* Provided passage:
--- BEGIN ---
# MyWay Pompeii - problems with levers



## siu3302 (Dec 15, 2013)

I have a coffee shop which has a two-group MyWay Pompeii installed direct to the mains water (it is a dual lpg/mains machine). I am more familiar with the semi-automatic machines so this is a new experience for all of us. It pulls fantastic coffee but it is very slow. The levers cannot be released safely until enough pressure has built up and this can take minutes. Not a problem for a home barista but when you have a queue, it needs to be faster. I have seen various lever machines on YouTube and all show that the lever can be raised almost immediately.

Apologies if this question has been asked before but a search has proved fruitless. How can I get the levers to operate immediately on the springs? I should add that a couple of times, the lever has swung back dangerously when the spring hasn't taken hold, smashing the espresso cups underneath. I know I must be either doing something wrong or something has not been set up correctly with the machine.

Background info: This is a used machine that is about five years old but in fantastic condition. The person I purchased it from was not the original owner and had no idea how to use it and it didn't come with a manual. I asked my regular engineer to service it but he has had no previous experience with levers.

Any advice is gratefully received.


----------



## lespresso (Aug 29, 2008)

it sounds as though it is full of limescale. get it descaled & you'll think you've got a new machine i expect. best, reiss.


----------



## coffeechap (Apr 5, 2012)

Yep agree just get it stripped back and acid bath the pipes to the group and the the boiler while you are at it. Replace the group and piston seals then regrease....


----------



## espressotime (Apr 6, 2013)

Here's a video of mine.

Pretty fast.http://m.youtube.com/watch?v=S3DqUj7eMO0


----------
--- END ---
* Provided material:
--- BEGIN ---
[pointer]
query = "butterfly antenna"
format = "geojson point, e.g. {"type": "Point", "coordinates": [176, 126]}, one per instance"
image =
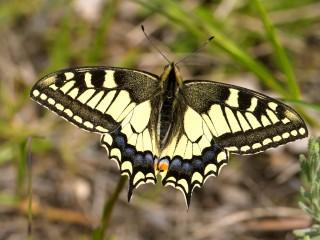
--- END ---
* Objectives:
- A) In the MyWay Pompeii thread, what does the reply from lespresso suggest the machine is full of?
- B) From the MyWay Pompeii thread, print everything from "Apologies if this" down to "experience with levers.".
The material above isn't needed for these tasks.

* Task results:
- A) Limescale.

- B)
Apologies if this question has been asked before but a search has proved fruitless. How can I get the levers to operate immediately on the springs? I should add that a couple of times, the lever has swung back dangerously when the spring hasn't taken hold, smashing the espresso cups underneath. I know I must be either doing something wrong or something has not been set up correctly with the machine.

Background info: This is a used machine that is about five years old but in fantastic condition. The person I purchased it from was not the original owner and had no idea how to use it and it didn't come with a manual. I asked my regular engineer to service it but he has had no previous experience with levers.